[Stored data]

= Beginning of Section =

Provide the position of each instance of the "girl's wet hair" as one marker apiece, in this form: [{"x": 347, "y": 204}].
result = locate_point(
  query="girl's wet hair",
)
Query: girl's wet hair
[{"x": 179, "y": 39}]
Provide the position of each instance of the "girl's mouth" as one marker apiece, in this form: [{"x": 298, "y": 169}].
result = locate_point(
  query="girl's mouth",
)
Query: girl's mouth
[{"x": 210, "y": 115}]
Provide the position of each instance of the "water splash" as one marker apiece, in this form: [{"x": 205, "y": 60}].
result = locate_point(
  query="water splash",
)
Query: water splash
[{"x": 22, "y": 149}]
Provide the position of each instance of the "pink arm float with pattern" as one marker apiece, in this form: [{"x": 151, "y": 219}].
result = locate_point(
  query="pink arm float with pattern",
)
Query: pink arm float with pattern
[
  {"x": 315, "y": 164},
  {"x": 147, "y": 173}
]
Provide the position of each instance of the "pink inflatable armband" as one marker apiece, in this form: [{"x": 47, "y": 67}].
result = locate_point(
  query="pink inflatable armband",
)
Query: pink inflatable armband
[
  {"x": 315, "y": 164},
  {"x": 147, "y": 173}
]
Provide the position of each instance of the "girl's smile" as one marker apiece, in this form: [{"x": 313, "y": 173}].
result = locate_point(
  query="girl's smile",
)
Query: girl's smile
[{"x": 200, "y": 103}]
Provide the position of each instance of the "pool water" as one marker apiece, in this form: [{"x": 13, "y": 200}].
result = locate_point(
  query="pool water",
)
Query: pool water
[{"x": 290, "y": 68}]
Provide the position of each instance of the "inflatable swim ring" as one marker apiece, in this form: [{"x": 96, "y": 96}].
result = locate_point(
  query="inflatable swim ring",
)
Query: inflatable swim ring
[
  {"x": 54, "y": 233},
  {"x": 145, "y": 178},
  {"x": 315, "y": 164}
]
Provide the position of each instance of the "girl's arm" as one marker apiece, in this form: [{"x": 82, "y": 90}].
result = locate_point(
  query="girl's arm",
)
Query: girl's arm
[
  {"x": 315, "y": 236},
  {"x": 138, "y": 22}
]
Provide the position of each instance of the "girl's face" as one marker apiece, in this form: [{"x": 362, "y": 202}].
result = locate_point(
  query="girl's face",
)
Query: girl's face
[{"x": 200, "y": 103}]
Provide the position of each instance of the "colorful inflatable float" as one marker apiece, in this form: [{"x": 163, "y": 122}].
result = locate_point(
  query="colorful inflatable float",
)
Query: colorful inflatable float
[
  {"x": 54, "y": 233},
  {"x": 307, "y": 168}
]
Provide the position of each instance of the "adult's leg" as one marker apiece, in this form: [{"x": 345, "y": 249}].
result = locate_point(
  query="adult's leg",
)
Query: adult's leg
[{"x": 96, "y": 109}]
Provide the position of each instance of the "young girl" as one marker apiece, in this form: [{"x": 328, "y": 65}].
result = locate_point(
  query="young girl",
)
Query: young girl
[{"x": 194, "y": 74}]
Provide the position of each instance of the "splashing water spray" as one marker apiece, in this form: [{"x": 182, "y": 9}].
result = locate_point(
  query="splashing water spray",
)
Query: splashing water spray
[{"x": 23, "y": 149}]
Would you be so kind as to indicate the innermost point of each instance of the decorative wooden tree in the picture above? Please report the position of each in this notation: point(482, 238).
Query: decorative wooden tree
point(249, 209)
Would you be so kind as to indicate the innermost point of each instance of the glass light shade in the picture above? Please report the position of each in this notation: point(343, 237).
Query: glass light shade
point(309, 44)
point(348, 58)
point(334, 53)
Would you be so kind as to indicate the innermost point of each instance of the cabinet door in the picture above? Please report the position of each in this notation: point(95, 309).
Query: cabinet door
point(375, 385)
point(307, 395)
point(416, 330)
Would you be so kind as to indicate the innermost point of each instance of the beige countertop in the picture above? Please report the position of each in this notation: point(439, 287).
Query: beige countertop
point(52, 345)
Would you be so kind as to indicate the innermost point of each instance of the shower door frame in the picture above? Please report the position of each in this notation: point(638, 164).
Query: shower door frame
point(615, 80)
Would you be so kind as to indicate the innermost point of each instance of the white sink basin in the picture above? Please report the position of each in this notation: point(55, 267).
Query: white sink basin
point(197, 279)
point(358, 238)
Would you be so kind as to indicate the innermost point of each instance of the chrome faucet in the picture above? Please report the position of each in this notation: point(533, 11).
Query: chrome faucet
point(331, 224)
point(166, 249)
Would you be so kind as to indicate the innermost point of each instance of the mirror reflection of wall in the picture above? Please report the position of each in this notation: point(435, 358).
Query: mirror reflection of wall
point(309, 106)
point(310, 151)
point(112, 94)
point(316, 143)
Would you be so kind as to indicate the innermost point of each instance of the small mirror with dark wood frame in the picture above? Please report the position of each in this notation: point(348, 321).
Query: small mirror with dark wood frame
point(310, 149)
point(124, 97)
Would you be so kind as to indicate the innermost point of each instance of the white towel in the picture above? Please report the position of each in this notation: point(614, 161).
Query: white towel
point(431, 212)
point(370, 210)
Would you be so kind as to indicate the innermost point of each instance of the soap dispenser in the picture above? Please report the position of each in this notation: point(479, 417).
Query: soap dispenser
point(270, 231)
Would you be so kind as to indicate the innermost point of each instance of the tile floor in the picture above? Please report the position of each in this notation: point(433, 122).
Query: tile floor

= End of Section =

Each entry is to be given again, exactly as it stands.

Provide the position of each instance of the "girl's wet hair" as one marker apiece, in this form: [{"x": 347, "y": 204}].
result = locate_point(
  query="girl's wet hair",
)
Query: girl's wet hair
[{"x": 179, "y": 39}]
Provide the position of each instance of the "girl's mouth" as one marker apiece, in this form: [{"x": 298, "y": 169}].
result = locate_point(
  query="girl's mouth",
)
Query: girl's mouth
[{"x": 210, "y": 115}]
Provide the position of each instance of the "water splash" as one marker apiece, in this form: [{"x": 205, "y": 60}].
result = locate_point(
  query="water splash",
)
Query: water splash
[{"x": 22, "y": 149}]
Provide the position of each instance of the "pink arm float with pattern" as one marker apiece, in this form: [{"x": 151, "y": 219}].
result = locate_point(
  query="pink arm float with pattern",
)
Query: pink arm float with pattern
[
  {"x": 315, "y": 164},
  {"x": 147, "y": 173}
]
Provide the position of each instance of the "pink inflatable armband" as one marker apiece, in this form: [{"x": 47, "y": 67}].
result = locate_point(
  query="pink inflatable armband",
)
Query: pink inflatable armband
[
  {"x": 315, "y": 164},
  {"x": 147, "y": 173}
]
Provide the position of each instance of the "girl's smile" as one marker apiece, in this form: [{"x": 313, "y": 173}].
result = locate_point(
  query="girl's smile",
)
Query: girl's smile
[{"x": 200, "y": 103}]
Provide the position of each instance of the "pool water" as one marker apiece, in this form: [{"x": 13, "y": 200}].
result = locate_point(
  query="pool water",
)
Query: pool water
[{"x": 290, "y": 68}]
Provide the position of each instance of the "inflatable swim ring" as one marker apiece, in this form: [{"x": 96, "y": 96}].
result = locate_point(
  query="inflatable swim ring",
)
Query: inflatable swim ring
[
  {"x": 54, "y": 233},
  {"x": 145, "y": 178},
  {"x": 315, "y": 164}
]
Provide the position of each instance of the "girl's arm" as one marker apiece, in this form: [{"x": 82, "y": 90}].
result = locate_point(
  query="girl's arm",
)
Query: girl's arm
[
  {"x": 315, "y": 236},
  {"x": 138, "y": 22}
]
Provide the position of each instance of the "girl's face" as one marker apiece, in this form: [{"x": 362, "y": 202}].
result = locate_point(
  query="girl's face",
)
Query: girl's face
[{"x": 200, "y": 103}]
Provide the position of each instance of the "colorful inflatable float" as one marker apiece, in this form: [{"x": 163, "y": 122}].
result = locate_point(
  query="colorful inflatable float",
)
Query: colorful inflatable float
[
  {"x": 54, "y": 233},
  {"x": 307, "y": 168}
]
Provide the position of each instance of the "adult's leg" as one marker apiece, in this form: [{"x": 345, "y": 249}].
result = locate_point(
  query="adult's leg",
)
Query: adult's leg
[{"x": 96, "y": 109}]
Provide the position of each instance of the "young girl" as one marker apiece, in this form: [{"x": 328, "y": 65}].
result = locate_point(
  query="young girl",
)
Query: young girl
[{"x": 194, "y": 74}]
Provide the position of each instance of the "splashing water spray" as one marker apiece, in this form: [{"x": 182, "y": 9}].
result = locate_point(
  query="splashing water spray",
)
Query: splashing water spray
[{"x": 23, "y": 149}]
Would you be so kind as to indicate the innermost point of each instance of the decorative wooden tree in the picture above? Please report the position of each in this notation: point(482, 238).
Query: decorative wooden tree
point(249, 209)
Would you be so kind as to indicate the innermost point of each instance of the glass light shade in the picture above? Please report the position of each in this notation: point(343, 237).
Query: glass light shade
point(309, 44)
point(348, 58)
point(334, 53)
Would you be so kind as to indicate the innermost point of each instance of the cabinet door in the picture above? Please report the position of each in this notation: point(95, 309).
Query: cabinet door
point(375, 385)
point(307, 395)
point(416, 330)
Would you be so kind as to indicate the innermost point of each instance of the beige countertop in the picture above? Please report the position of each in this notation: point(439, 287).
Query: beige countertop
point(52, 345)
Would you be so kind as to indicate the innermost point of each instance of the shower door frame in the picture above? Please report the position of each in this notation: point(638, 164).
Query: shower door frame
point(615, 80)
Would you be so kind as to indicate the innermost point of each instance of the white sink basin in the picture above? Please report the position of each in this notation: point(55, 267).
Query: white sink basin
point(197, 279)
point(358, 238)
Would you be so kind as to indicate the innermost point of each instance of the chrome faucet in the picture above? Please report the position of each in this notation: point(533, 11).
Query: chrome faucet
point(331, 224)
point(166, 249)
Would you be so kind as to indicate the innermost point of each instance of the mirror reflection of wall in the picture above? Please report the position of each in this notation: point(435, 358).
Query: mirror reflection of wall
point(309, 106)
point(310, 151)
point(112, 94)
point(316, 143)
Would you be so kind as to indicate the innermost point of each instance of the small mirror with dark wood frame in the picture above? Please report the position of each in this notation: point(348, 321).
Query: small mirror with dark wood frame
point(310, 149)
point(124, 97)
Would you be so kind as to indicate the innermost point of each instance of the white towel in the picture above? Please report the position of each in this notation: point(614, 161).
Query: white towel
point(431, 212)
point(370, 210)
Would you be so kind as to indicate the innermost point of each instance of the soap dispenser in the picture above? Please report the position of each in this notation: point(479, 417).
Query: soap dispenser
point(270, 231)
Would you be so kind as to indicate the innermost point of each instance of the tile floor in the picture above? Please report the position of each in this notation: point(433, 122).
Query: tile floor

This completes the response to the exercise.